Input for this task: Begin

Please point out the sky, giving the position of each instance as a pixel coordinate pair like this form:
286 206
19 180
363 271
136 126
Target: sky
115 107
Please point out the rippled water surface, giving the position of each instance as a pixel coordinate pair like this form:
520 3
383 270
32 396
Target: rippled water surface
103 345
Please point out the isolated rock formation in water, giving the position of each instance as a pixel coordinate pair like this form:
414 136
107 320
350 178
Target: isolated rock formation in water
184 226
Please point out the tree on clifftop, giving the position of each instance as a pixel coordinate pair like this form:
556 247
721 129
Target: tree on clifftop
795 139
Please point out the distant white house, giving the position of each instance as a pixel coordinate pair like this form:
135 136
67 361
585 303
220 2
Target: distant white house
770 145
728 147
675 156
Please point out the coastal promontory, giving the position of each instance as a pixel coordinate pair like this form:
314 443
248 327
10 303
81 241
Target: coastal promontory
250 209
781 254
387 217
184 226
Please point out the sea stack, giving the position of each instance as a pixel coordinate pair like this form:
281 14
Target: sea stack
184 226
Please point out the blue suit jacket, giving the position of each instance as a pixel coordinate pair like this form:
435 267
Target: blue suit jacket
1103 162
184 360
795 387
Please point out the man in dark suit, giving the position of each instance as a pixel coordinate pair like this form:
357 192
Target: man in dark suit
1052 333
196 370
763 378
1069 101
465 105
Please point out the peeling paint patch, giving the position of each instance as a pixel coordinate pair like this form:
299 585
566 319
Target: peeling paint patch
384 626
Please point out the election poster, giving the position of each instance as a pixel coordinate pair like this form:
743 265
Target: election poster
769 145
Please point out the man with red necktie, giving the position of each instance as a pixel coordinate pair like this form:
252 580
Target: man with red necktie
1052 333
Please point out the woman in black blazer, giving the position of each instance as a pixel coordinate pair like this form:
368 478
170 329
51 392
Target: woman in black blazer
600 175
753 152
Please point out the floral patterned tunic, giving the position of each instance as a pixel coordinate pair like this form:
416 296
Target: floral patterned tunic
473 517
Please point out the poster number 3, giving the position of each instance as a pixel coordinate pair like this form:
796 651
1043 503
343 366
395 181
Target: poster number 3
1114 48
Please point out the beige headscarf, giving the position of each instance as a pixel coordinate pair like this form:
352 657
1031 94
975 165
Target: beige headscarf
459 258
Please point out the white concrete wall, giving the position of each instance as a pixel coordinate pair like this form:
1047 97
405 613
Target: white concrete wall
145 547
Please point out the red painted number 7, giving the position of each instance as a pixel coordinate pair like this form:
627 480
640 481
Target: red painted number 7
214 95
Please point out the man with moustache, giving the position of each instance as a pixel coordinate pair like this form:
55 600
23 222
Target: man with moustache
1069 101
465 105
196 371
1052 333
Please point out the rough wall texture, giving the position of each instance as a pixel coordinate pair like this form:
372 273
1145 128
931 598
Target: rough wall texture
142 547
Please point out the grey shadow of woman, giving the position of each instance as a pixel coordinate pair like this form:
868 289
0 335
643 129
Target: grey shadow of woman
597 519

Input for this task: End

Every entry should be given again exactly as written.

Exercise solution
Please point out the sky, giving the position of each instance as a pixel coordinate pair like this form:
286 206
19 180
363 271
136 126
Target: sky
115 107
Please point out the rippled water surface, giving the position of each instance as a pixel coordinate pair like this form:
520 3
383 270
32 396
Target: rippled water surface
103 345
Please point out the isolated rock formation in water, giving the position of each instance as a pixel coordinate pair like this form:
414 136
107 320
350 178
Target: isolated rock formation in water
184 226
Please point out the tree on clifftop, giving the position of each instance as a pixel coordinate pair like this form:
556 247
721 129
Target: tree on clifftop
795 139
Please point out the distant white house, giving the position of each instance as a pixel coordinate pair like this form:
135 136
67 361
585 303
220 2
Target: distant white house
770 145
728 147
675 156
Please point out the coastal promontory, giving the position of each instance as a pixel coordinate pair like this form:
314 443
248 327
10 303
81 241
Target: coastal promontory
250 209
781 254
387 217
184 226
Please point out the sea stack, giving the position of each instance as a pixel coordinate pair like this form:
281 14
Target: sea stack
184 226
Please point out the blue suit jacket, giving the position of each instance as a pixel coordinate pair like this form:
435 267
Target: blue suit jacket
1103 162
184 360
795 387
Please point out the man in dark suit, giving the position of each instance as a pixel coordinate pair like this form:
357 192
Target: man in dark suit
1052 333
196 370
763 378
1069 101
465 105
Please point out the peeling paint patch, giving the position of each instance as a pixel coordinate pair like this form:
299 585
566 319
Target: peeling paint patch
384 626
Please point out the election poster, giving the position of each instance as a pixel coordinate pair like this form:
743 265
Target: election poster
769 145
Please point out the man with red necktie, giving the position of each instance as a pixel coordinate pair like this form:
252 580
Target: man with red necktie
1052 333
Please point out the woman in black blazer, giving the position of each instance as a pixel coordinate pair like this form:
368 478
170 329
51 392
Target: woman in black blazer
600 175
753 152
Please point out the floral patterned tunic, giving the position of each instance as a pixel coordinate pair like this form:
416 296
Target: floral patterned tunic
473 517
Please point out the poster number 3, giving the position of each instance as a pixel coordinate pair like this form:
796 651
1043 503
343 366
395 181
Target: poster number 3
1114 48
Please point out the beige headscarf, giving the position of each instance as a pixel coordinate pair like this form:
352 657
1031 94
975 165
Target: beige headscarf
459 258
Please point out the white concrete wall, giving the position of each instance as a pixel coordinate pair like this form:
1047 97
405 613
Target: white concrete wall
145 547
Please point out the red painted number 7, giving the position of each instance as a pixel coordinate pair like this form:
627 480
640 481
Target: red painted number 7
214 95
Please point out the man with moustache, giving the position of each instance as a pixel coordinate pair like this form:
55 600
23 222
Target: man with moustache
1069 101
465 105
196 371
1052 333
Please point out the rough wall texture, giving the position of each instance as a pixel coordinate pair like this form:
372 273
1145 128
931 598
Target: rough wall texture
142 547
Please point out the grey shadow of woman, giving the position of each instance as a pixel coordinate pair like this form:
868 289
0 335
643 129
Target: grey shadow of woman
597 519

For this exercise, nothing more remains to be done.